◆ Saved data entries:
------------------------------------------------------------
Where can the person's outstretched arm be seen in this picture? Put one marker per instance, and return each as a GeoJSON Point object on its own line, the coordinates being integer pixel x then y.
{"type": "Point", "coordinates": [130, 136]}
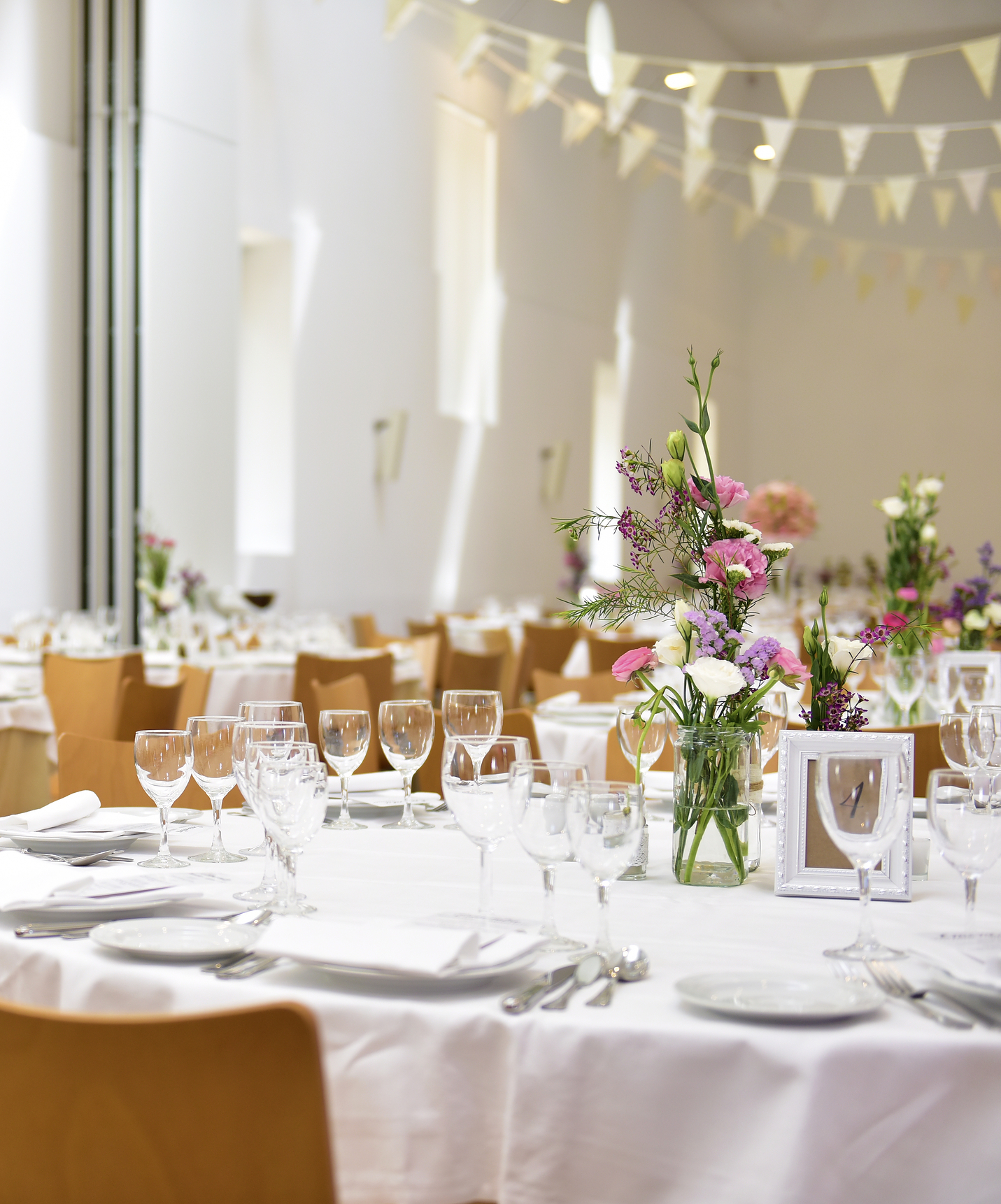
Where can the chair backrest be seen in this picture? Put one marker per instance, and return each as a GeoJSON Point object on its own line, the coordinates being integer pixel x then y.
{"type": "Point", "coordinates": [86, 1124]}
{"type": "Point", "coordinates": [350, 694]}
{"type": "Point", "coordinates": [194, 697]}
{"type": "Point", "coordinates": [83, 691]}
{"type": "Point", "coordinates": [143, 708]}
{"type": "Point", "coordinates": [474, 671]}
------------------------------------------------------------
◆ TASK TO COMPLETE: Please retype, exactly as written, every line from the line containing "Where can the chair" through the last line of the records above, including both of those lines, and nothing else.

◆ COMPLETED EXERCISE:
Where can the chair backrest be seen in this picture? Put one marker per instance, and return each as a GeoJSON Point object on its own line, the coordinates being integer pixel x then y.
{"type": "Point", "coordinates": [86, 1124]}
{"type": "Point", "coordinates": [350, 694]}
{"type": "Point", "coordinates": [194, 697]}
{"type": "Point", "coordinates": [83, 691]}
{"type": "Point", "coordinates": [143, 708]}
{"type": "Point", "coordinates": [474, 671]}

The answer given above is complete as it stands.